GLOBALFOUNDRIES' CTO State-of-the-Roadmaps

At SEMICON I got to sit down with Gary Patton, the CTO of GlobalFoundries. They have a dual roadmap, with both 14nm FinFET (licensed from Samsung) going to 7nm (internally developed), and with the other track being FD-SOI (licensed originally from ST Microelectronics at 28nm) at 22nm and 12nm (internally developed). For more details on the dual roadmap see my post GlobalFoundries' Dual Roadmap.

History

Let me start with a brief history of GlobalFoundries (GF from now on), in case you don't know it.

Jerry Sanders, the founder and longtime CEO of AMD, made the blunt statement that "real men have fabs" in the early 1990s, meaning that having control of semiconductor manufacturing and tying it into product strategy was crucial for a serious semiconductor company. But that was before the foundry and fabless revolution really took off. I say revolution, but really it was more of a gradual transition. Semiconductor companies discovered that they could no longer afford the expensive luxury of their own fabs (and their own process) and so they went fab-lite, milking older processes in their existing fabs, but switching to foundries for leading-edge designs for which they no longer had an in-house manufacturing capability.

▶ [Directives]:
1. Copy out a passage from the GlobalFoundries article, starting at the words "Jerry Sanders, the" and stopping after the words "in-house manufacturing capability.".
2. In the GlobalFoundries article, which company licensed the 14nm FinFET process to GlobalFoundries?
The rows after the GlobalFoundries article are not needed for any of this work.

▶ [Information given]:

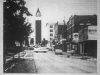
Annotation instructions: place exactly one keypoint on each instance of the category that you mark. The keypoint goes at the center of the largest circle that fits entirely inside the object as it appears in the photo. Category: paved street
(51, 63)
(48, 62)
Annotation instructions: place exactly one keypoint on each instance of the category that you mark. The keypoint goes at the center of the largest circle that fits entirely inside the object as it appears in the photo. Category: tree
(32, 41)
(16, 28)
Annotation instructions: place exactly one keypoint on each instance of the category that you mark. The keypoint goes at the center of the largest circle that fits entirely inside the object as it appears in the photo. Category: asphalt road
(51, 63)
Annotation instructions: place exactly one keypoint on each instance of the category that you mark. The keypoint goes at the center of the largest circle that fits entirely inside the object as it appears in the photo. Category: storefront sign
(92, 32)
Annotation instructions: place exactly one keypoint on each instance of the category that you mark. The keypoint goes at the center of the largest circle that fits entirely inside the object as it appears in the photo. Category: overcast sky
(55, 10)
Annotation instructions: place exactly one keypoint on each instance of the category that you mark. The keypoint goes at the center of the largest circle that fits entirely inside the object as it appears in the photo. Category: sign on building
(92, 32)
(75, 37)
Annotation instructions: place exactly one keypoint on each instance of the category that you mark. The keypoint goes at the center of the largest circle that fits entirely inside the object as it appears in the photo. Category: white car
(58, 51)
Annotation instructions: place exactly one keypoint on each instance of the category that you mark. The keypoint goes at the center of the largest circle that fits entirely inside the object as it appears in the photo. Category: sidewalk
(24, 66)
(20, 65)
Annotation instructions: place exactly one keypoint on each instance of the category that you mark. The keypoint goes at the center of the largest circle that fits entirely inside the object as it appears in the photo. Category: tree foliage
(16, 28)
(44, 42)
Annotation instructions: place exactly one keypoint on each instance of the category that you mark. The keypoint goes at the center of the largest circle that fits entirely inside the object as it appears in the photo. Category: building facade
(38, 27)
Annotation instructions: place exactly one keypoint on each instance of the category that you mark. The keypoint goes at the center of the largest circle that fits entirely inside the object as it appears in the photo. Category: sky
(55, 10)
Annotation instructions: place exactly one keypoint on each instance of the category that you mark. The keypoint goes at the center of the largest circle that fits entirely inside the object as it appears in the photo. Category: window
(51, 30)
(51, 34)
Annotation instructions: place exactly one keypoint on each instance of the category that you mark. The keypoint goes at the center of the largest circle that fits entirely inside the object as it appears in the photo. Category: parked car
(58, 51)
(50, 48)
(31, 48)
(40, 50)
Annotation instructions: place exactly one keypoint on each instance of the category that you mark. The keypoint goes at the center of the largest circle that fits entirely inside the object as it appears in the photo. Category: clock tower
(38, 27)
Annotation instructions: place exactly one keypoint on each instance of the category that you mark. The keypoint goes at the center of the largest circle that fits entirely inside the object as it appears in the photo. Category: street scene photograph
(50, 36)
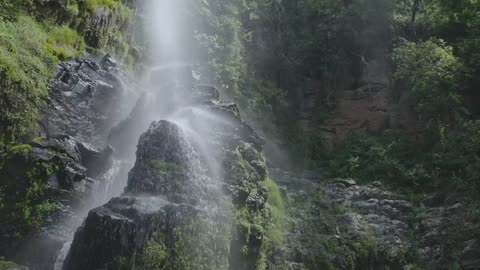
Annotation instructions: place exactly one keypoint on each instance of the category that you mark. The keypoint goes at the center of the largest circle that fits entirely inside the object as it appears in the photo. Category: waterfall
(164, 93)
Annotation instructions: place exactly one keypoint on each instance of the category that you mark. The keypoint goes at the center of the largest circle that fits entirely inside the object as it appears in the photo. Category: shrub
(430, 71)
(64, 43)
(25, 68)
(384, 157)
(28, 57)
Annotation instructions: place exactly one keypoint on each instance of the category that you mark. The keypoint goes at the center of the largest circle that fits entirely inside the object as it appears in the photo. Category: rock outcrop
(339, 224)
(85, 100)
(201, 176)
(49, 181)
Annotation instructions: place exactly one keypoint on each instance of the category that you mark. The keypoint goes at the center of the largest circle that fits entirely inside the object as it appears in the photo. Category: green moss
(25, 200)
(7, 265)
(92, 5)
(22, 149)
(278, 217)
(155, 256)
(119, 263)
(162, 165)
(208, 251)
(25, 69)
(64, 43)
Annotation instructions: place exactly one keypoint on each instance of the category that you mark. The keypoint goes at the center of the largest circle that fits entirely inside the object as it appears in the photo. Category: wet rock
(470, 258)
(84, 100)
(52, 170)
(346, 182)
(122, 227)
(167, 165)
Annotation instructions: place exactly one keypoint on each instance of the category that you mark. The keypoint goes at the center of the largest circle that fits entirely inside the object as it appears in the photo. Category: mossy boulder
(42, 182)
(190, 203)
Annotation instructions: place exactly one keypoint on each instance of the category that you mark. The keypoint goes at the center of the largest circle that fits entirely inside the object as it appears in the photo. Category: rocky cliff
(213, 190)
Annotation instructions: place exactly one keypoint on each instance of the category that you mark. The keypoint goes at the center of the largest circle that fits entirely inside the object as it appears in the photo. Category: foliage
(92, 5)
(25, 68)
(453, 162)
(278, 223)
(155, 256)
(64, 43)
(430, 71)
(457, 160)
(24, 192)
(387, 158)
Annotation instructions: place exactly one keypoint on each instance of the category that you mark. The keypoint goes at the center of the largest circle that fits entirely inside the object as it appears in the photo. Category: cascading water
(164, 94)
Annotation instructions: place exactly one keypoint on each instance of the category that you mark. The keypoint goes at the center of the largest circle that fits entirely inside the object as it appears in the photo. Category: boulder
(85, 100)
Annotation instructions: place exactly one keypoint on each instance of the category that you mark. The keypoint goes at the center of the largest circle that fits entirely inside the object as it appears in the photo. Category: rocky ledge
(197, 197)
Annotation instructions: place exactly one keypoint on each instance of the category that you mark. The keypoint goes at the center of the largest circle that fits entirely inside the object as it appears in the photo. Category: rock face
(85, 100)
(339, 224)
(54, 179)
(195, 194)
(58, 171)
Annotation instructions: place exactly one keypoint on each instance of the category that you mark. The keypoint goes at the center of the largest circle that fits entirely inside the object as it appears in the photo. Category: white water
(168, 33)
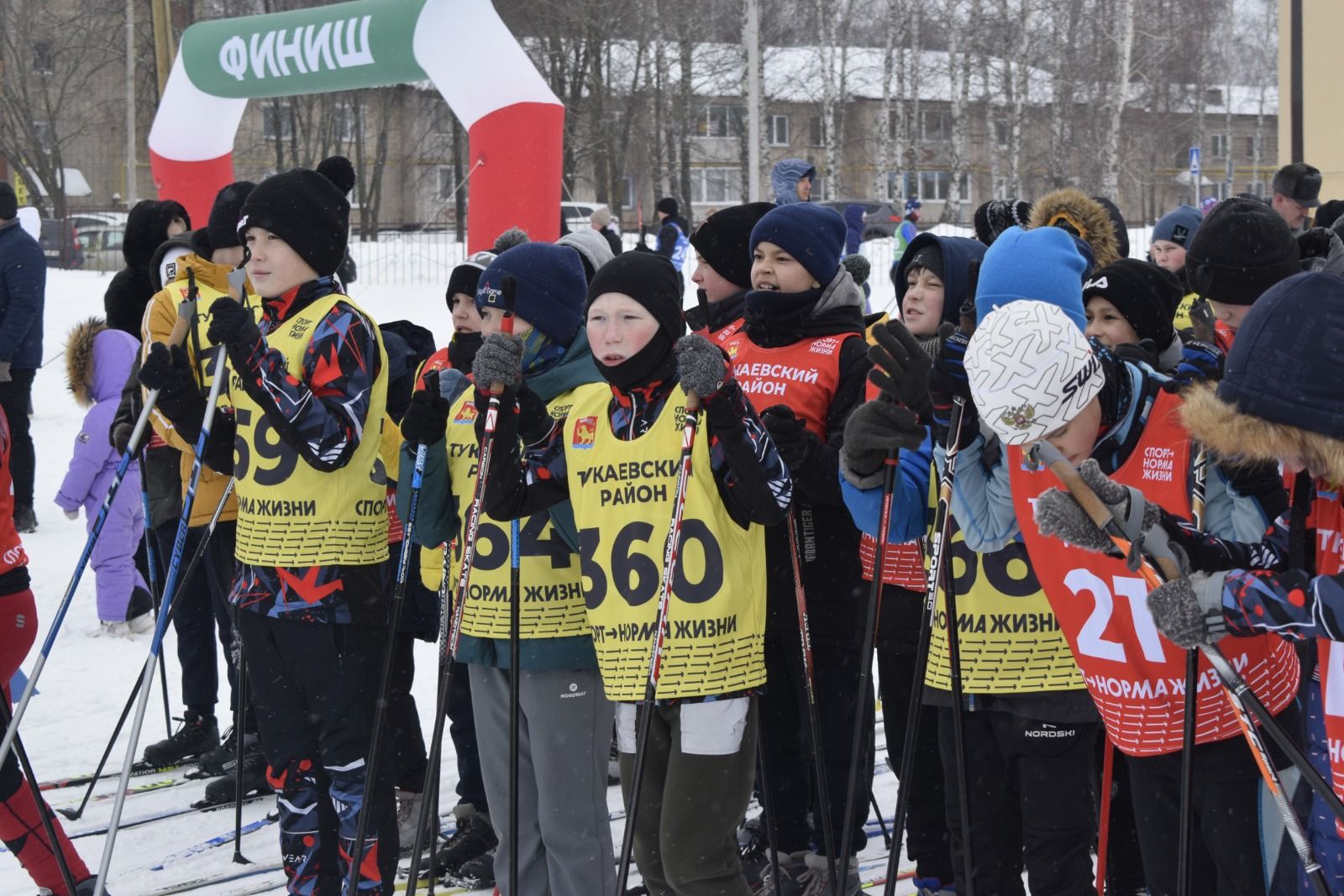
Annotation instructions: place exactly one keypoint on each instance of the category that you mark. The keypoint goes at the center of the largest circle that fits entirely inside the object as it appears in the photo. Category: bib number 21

▶ [List of solutions]:
1.
Jerry Sanders, the founder and longtime CEO of AMD, made the blunt statement that "real men have fabs" in the early 1990s, meaning that having control of semiconductor manufacturing and tying it into product strategy was crucial for a serious semiconductor company. But that was before the foundry and fabless revolution really took off. I say revolution, but really it was more of a gradual transition. Semiconductor companies discovered that they could no longer afford the expensive luxury of their own fabs (and their own process) and so they went fab-lite, milking older processes in their existing fabs, but switching to foundries for leading-edge designs for which they no longer had an in-house manufacturing capability.

2. Samsung.